# Problem to work on:
Render every line of the records below as a JSON list of strings, one string per line, with blank lines skipped. Leave the pictures out.

# Excerpted records:
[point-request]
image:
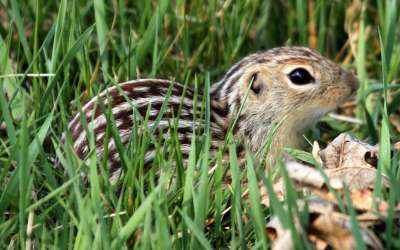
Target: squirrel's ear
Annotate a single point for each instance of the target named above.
(258, 87)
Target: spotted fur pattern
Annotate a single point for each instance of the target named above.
(272, 97)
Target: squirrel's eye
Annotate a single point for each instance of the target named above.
(300, 76)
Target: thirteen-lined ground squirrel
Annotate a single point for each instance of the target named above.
(295, 82)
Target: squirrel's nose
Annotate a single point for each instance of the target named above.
(352, 80)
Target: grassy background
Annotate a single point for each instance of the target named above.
(86, 46)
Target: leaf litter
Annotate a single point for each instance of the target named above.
(344, 163)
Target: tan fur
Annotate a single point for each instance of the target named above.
(273, 96)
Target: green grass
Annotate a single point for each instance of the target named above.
(193, 42)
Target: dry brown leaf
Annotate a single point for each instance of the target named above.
(335, 228)
(358, 177)
(352, 153)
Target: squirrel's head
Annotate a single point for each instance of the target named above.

# Expected output:
[
  "[point-request]",
  "image:",
  "Target: squirrel's ear",
  "Annotate a single point for each instance of the target named above.",
  "(258, 87)",
  "Target: spotted fur pattern",
  "Annotate a single point for each instance of the target named above.",
  "(272, 97)",
  "Target: squirrel's eye",
  "Annotate a single point for each instance of the target named above.",
  "(300, 76)",
  "Target: thirteen-lined ground squirrel",
  "Annotate a single point for each instance of the target named above.",
  "(295, 82)",
  "Target: squirrel's nose",
  "Annotate a single point for each instance of the target named above.",
  "(352, 80)",
  "Target: grassy background",
  "Annotate a single point for each instance of the target named above.",
  "(86, 46)",
  "Target: leaf litter",
  "Annotate a single point for each instance of the target named above.",
  "(344, 163)",
  "Target: tan fur",
  "Annotate a single point for each instance of the target named above.",
  "(273, 96)",
  "Target: green grass",
  "Annotate a single point for each instance of the target named above.",
  "(193, 42)",
  "Target: dry brown leaf",
  "Annotate a single point for each instance of the target named above.",
  "(335, 228)",
  "(358, 177)",
  "(352, 153)",
  "Target: squirrel's head",
  "Annotate a single point for each instance of the target named above."
]